Black Women Who Slayed History: Zora Neale Hurston
This Black History Month, we’re highlighting the black woman who helped make our world what it is today. Today, we honor Zora Neale Hurston.
Zora Neale Hurston is one of the top writers throughout history. No question. She published more books in her lifetime than any other black woman at the time she was active.
She was born in Eatonville, Florida, in 1891 but she changed her birth date so many times, nobody seems all that certain about it. Eatonville was an all-black town so Zora was surrounded in black success for most of her childhood. She literally didn’t even know white people other than that they passed through her town on their way to Orlando. She was sheltered from racism until her teen years.
Her mother passed away when she was a preteen and Zora was forced to start working. Her father remarried and she was passed from relative to relative until she ended up in Baltimore, where she presented herself as ten years younger to finish her high school education. She had to maintain this lie for the rest of her life and looked young enough to do it.
Zora worked a bunch of jobs that sucked, which is reminiscent of anyone’s 20s. She was a maid for the head of a theater group and a waitress at a black-owned barbershop that only served whites, just to name a few. As she began to experience racism, she wrote, “Sometimes, I feel discriminated against, but it does not make me angry. It merely astonishes me. How can any deny themselves the pleasure of my company? It’s beyond me.” She knew she was boss AF.

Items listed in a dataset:
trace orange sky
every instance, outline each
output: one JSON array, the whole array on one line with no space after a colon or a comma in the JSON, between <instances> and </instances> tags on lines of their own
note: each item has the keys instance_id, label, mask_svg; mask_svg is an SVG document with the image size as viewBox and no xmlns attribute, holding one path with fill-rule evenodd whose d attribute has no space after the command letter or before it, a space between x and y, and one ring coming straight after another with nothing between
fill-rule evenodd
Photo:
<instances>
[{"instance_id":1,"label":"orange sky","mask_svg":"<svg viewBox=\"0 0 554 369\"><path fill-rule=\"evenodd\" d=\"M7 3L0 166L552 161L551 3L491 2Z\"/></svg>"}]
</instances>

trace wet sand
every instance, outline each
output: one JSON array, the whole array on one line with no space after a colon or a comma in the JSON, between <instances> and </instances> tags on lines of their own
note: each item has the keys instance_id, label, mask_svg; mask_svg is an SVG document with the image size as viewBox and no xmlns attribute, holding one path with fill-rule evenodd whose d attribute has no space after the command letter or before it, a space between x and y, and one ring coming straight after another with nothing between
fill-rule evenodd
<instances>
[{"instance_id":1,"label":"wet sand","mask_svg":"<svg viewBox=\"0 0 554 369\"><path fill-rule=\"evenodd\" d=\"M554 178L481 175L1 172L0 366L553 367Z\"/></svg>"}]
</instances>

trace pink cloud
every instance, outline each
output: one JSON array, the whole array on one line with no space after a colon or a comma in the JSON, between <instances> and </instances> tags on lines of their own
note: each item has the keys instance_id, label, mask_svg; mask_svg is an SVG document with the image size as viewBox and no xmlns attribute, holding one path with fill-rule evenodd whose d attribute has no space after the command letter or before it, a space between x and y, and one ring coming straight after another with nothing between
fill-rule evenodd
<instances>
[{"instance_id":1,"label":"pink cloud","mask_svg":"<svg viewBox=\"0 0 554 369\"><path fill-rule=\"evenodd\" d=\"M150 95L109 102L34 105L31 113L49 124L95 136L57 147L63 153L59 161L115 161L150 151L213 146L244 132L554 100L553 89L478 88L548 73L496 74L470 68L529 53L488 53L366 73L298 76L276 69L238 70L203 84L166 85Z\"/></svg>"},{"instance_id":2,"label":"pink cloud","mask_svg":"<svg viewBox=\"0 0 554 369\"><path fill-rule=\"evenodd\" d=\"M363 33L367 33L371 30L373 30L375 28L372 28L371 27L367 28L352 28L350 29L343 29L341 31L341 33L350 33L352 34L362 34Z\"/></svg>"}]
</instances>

What you have to do: Condense the paragraph of the Zora Neale Hurston profile that begins "Her mother passed away" into a short bulleted list that keeps its main facts.

Full solution:
- Her mother died when Zora was a preteen, and she was forced to start working.
- After her father remarried, she was passed from relative to relative.
- She ended up in Baltimore, where she presented herself as ten years younger to finish high school.
- She maintained this lie for the rest of her life, and she looked young enough to do so.